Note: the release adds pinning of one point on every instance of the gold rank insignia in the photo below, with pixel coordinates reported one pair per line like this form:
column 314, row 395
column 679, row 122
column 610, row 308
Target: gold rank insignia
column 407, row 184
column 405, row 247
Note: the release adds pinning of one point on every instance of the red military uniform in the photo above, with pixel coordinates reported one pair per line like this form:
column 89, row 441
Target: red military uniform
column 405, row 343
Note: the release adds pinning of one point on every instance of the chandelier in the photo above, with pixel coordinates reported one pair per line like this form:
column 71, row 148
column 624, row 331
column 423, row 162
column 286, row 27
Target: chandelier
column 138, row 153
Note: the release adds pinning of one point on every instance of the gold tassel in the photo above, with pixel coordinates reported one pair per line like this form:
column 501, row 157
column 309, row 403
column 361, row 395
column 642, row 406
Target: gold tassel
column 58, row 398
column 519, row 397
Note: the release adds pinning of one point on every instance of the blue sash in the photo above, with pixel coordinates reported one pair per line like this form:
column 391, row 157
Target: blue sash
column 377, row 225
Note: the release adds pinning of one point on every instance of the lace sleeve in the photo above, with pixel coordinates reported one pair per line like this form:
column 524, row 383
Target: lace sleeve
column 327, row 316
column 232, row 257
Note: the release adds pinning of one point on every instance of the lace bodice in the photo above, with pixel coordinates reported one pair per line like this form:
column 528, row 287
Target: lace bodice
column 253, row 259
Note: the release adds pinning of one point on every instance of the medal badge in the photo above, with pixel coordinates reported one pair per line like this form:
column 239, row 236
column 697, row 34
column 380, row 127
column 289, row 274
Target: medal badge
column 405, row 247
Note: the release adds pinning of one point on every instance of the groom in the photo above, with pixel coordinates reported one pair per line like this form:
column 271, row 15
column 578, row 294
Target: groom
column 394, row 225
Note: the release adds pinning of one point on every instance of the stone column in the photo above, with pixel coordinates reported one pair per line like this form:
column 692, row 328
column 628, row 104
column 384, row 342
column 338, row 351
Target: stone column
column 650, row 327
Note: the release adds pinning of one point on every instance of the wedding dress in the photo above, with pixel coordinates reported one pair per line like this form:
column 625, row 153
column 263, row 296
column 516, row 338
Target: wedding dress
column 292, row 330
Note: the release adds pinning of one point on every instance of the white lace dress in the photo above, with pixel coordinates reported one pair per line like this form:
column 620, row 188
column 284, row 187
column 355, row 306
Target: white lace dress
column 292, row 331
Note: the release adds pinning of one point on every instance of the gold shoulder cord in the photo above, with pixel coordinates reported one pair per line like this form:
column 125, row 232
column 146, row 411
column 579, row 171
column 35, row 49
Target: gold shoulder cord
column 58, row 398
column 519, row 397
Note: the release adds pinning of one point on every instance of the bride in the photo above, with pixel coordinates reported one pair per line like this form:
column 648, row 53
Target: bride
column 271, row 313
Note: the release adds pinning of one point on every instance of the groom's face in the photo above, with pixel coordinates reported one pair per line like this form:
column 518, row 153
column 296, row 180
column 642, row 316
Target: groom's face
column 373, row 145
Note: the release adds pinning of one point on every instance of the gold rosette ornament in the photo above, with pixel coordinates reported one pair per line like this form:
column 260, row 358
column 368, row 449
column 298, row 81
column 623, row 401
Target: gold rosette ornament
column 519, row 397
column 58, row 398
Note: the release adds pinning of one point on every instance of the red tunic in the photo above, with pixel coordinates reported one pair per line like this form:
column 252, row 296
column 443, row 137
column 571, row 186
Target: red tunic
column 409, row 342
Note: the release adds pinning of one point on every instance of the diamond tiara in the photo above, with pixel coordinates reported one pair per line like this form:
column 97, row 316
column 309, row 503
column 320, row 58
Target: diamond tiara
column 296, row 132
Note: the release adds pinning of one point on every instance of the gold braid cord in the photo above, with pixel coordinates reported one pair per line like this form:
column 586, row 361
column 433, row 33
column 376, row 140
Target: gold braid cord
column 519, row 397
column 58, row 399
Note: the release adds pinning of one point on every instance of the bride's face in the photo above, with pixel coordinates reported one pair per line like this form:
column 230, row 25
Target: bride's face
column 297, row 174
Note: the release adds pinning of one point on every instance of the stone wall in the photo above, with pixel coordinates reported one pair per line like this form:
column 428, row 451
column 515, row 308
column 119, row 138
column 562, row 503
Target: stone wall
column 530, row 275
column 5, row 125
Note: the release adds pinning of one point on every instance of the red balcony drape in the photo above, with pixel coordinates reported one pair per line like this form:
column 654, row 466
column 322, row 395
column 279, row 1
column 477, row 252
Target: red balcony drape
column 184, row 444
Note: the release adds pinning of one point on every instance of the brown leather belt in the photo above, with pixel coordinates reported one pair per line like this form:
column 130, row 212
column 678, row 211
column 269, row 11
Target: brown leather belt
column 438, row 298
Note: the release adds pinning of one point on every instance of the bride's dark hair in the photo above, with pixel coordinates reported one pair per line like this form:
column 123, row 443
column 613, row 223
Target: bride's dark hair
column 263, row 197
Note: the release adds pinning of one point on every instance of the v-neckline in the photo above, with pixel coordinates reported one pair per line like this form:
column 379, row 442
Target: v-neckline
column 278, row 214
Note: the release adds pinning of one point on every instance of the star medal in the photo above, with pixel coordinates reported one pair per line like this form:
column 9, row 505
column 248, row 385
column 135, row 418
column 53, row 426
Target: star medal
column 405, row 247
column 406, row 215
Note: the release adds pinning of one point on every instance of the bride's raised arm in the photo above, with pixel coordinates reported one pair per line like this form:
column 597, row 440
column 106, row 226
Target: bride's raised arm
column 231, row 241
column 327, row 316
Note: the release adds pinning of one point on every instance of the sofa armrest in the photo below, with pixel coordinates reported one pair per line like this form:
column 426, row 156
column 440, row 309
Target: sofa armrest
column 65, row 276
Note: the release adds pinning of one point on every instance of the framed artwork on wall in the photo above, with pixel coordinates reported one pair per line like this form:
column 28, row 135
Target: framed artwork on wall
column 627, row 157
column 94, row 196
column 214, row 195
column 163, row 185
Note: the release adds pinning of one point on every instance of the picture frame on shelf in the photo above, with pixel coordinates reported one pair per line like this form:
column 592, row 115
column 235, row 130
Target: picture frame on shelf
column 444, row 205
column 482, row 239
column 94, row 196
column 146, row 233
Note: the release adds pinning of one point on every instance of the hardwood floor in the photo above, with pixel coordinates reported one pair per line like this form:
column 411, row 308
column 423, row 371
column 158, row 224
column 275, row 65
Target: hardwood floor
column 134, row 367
========
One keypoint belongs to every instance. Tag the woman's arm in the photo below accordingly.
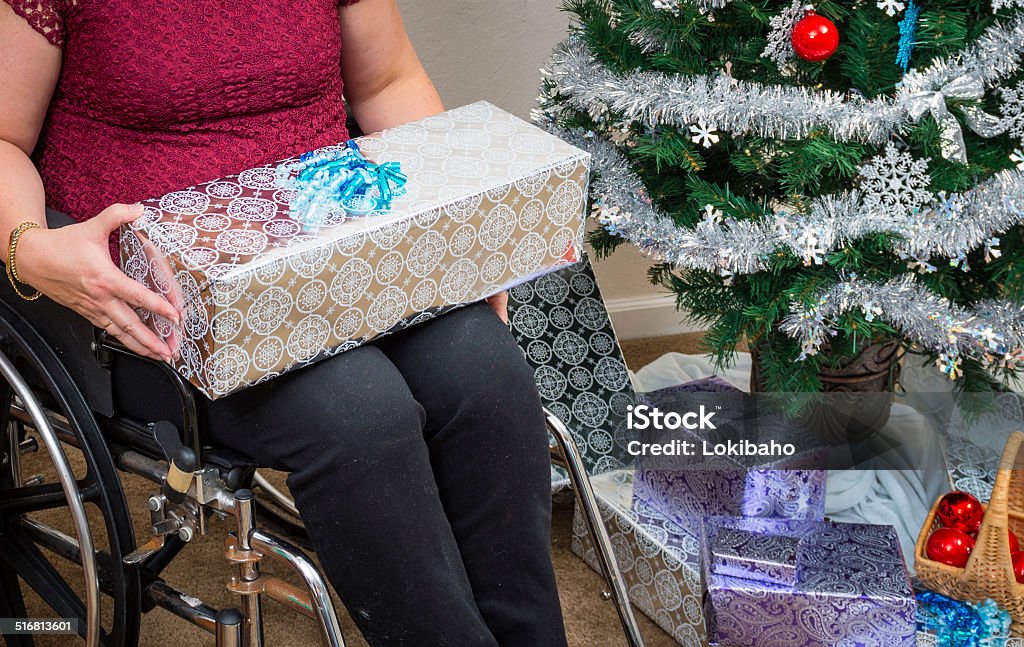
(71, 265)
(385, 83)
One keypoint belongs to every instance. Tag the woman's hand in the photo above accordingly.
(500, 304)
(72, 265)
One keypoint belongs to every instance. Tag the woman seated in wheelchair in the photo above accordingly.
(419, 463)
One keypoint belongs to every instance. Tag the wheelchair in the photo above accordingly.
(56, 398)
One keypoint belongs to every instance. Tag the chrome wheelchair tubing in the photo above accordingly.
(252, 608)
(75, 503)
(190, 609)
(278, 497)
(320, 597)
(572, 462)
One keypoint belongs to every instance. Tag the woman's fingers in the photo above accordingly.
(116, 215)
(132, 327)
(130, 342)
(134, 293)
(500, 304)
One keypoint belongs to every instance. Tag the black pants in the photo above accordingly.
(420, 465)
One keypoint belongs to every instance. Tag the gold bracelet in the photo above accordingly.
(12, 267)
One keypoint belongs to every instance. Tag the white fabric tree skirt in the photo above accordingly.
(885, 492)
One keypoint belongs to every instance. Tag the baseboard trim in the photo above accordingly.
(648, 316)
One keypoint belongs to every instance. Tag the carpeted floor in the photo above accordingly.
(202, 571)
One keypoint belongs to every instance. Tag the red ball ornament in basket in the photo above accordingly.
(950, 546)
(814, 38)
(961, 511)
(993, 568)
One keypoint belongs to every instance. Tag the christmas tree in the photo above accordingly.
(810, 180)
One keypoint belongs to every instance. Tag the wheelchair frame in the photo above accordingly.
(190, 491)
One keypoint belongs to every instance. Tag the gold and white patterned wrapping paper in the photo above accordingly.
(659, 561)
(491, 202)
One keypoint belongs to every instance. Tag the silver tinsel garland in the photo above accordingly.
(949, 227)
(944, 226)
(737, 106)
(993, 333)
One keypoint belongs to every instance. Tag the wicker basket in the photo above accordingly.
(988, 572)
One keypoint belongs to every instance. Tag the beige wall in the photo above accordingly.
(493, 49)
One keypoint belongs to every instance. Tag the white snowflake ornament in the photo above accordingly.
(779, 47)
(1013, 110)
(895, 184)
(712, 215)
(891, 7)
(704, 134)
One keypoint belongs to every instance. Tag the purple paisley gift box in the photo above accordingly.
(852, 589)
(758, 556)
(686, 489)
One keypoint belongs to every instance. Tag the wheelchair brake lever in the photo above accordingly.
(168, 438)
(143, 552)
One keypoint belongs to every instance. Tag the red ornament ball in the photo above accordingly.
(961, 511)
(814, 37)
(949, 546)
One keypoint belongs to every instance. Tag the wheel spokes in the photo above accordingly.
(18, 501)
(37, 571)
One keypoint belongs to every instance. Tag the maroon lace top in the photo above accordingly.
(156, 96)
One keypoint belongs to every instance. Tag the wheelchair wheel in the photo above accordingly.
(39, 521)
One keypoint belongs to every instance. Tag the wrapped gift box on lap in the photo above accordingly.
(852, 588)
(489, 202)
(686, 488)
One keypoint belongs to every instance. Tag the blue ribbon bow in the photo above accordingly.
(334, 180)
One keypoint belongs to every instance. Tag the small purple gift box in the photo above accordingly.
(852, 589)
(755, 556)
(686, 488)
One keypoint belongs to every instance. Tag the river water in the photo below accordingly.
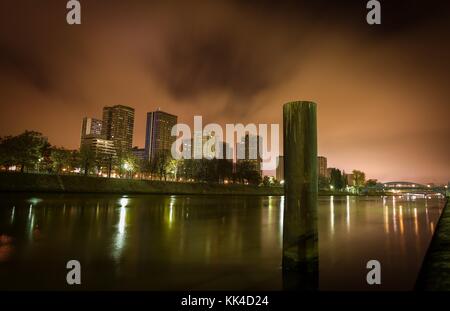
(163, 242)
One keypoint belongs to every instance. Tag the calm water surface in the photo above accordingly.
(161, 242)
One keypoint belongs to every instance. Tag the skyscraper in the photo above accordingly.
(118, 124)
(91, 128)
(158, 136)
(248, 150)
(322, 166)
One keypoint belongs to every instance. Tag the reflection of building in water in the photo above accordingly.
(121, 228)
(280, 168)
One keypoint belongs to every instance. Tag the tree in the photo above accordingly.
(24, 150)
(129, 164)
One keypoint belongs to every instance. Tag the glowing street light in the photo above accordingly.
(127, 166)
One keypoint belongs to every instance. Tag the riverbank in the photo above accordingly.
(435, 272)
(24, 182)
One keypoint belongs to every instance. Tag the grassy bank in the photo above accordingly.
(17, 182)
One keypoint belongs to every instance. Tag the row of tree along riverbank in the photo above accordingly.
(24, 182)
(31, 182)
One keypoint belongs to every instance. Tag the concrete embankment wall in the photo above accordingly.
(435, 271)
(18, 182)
========
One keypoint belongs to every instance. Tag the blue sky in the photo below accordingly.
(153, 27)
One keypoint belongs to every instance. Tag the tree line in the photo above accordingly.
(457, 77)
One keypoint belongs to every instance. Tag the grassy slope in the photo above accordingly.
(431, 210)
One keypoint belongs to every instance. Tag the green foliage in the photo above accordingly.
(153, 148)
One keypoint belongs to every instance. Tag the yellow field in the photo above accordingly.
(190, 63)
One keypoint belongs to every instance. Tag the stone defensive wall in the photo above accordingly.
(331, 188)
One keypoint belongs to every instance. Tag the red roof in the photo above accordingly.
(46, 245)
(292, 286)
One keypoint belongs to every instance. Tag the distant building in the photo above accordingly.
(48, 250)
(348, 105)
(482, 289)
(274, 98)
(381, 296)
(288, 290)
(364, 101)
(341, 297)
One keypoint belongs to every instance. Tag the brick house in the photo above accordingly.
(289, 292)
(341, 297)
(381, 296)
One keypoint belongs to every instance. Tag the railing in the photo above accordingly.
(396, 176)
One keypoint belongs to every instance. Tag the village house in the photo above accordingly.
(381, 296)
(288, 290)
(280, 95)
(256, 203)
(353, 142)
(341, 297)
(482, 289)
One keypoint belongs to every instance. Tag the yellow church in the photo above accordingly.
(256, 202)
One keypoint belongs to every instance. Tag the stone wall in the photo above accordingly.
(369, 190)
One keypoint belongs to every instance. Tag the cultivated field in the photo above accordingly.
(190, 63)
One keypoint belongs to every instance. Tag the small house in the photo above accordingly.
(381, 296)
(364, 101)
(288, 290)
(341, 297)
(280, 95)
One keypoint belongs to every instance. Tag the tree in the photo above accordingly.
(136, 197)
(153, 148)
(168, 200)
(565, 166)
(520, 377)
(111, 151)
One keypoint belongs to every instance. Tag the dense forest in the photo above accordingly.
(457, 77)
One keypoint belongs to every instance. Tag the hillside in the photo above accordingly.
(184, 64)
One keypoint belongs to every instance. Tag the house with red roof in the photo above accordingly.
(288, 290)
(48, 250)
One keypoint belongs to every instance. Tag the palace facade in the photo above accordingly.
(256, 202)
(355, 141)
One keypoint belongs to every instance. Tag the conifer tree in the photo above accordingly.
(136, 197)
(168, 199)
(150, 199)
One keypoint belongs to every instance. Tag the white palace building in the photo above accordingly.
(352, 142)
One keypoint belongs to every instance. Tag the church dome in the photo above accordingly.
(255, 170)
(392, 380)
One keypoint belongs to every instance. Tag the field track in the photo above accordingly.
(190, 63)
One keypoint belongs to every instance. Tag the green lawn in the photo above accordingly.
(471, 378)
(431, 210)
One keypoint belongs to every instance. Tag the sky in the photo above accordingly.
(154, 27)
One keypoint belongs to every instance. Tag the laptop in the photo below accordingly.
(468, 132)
========
WHAT YOU ARE ASKED TO DO =
From the entries above, print the lines beginning at the one with "column 391, row 157" and stopping after the one with "the stone column", exactly as written and with nothing else.

RESULT BELOW =
column 391, row 157
Target: blue sash
column 377, row 225
Note: the release adds pinning of one point on every instance of the lace sleeve in the photo above, with pixel coordinates reported one pair per line like this form:
column 524, row 383
Target: lace sleeve
column 327, row 316
column 232, row 257
Note: the release adds pinning of one point on every instance of the lace bodice in the photo above, with pixel coordinates reported one pair per line like this form:
column 528, row 287
Target: lace bodice
column 253, row 259
Note: the release adds pinning of one point on every instance of the medal badge in the photo above, with pixel coordinates reported one pair per line like this form:
column 239, row 236
column 697, row 34
column 380, row 127
column 289, row 274
Target: medal badge
column 405, row 247
Note: the release adds pinning of one point on every instance of the groom in the photo above, with pixel coordinates reported one pair per line like this form:
column 271, row 15
column 578, row 294
Target: groom
column 394, row 225
Note: the release adds pinning of one point on every instance of the stone column in the photo above, with pixel coordinates reported one pair per line like this form:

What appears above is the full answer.